What the task asks:
Copy out everything from the line containing "Mark all instances of triangular" down to the line containing "[0,305,110,342]", reproducing each line exactly as it appears in the records.

Exercise materials:
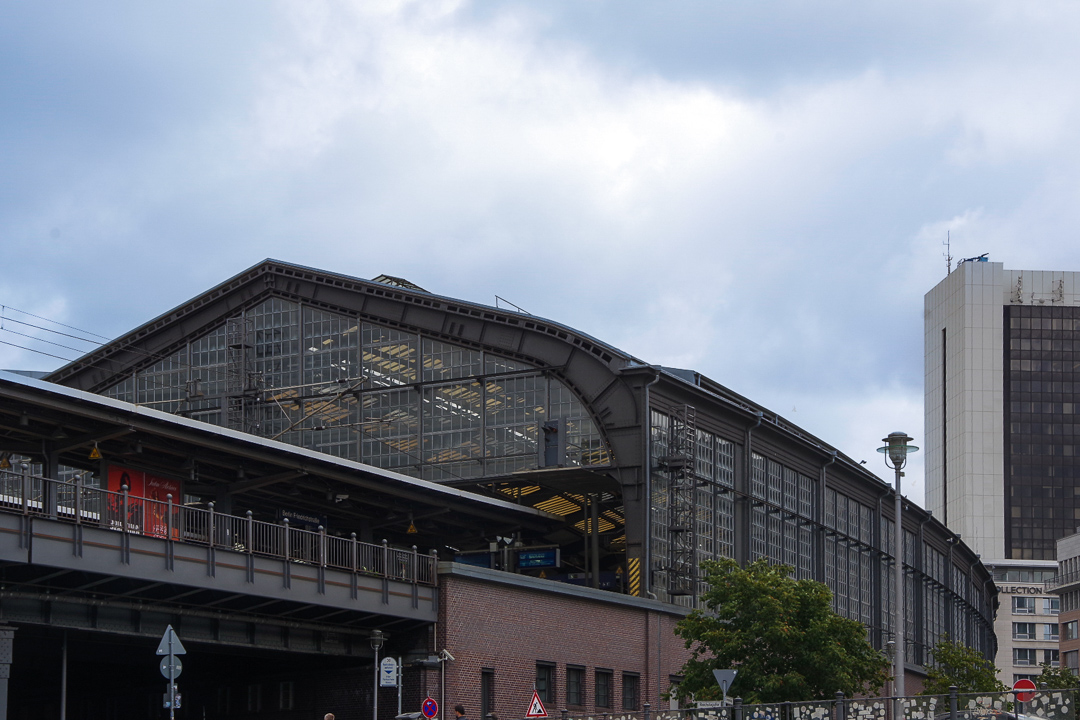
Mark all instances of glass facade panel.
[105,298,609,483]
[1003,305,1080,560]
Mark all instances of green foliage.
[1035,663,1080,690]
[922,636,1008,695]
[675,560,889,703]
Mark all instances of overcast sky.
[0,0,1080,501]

* * *

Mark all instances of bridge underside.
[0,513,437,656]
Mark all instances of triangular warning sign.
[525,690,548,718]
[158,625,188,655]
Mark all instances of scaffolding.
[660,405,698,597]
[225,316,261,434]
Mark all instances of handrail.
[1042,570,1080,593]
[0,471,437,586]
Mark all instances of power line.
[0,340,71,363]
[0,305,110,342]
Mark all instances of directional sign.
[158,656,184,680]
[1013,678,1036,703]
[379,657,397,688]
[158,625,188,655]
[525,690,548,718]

--

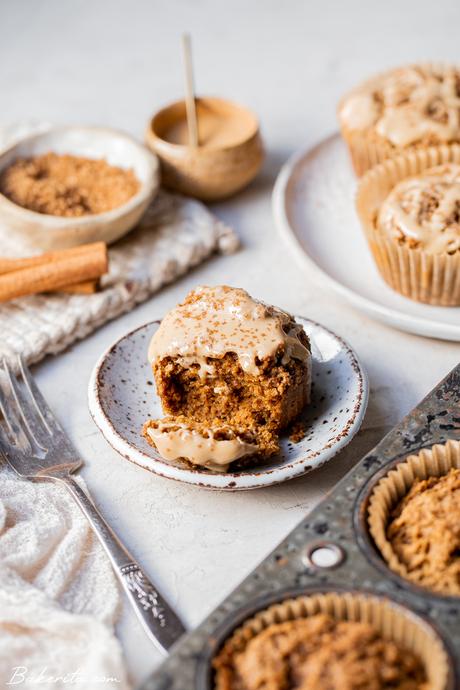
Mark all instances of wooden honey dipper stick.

Answer to the task:
Mark all instances of triangular warning sign.
[525,690,548,718]
[158,625,188,655]
Mark all instances of scaffolding.
[660,405,698,597]
[225,316,261,434]
Mark all instances of handrail.
[1042,570,1080,593]
[0,471,437,586]
Mark all instances of power line.
[0,340,71,363]
[0,305,110,342]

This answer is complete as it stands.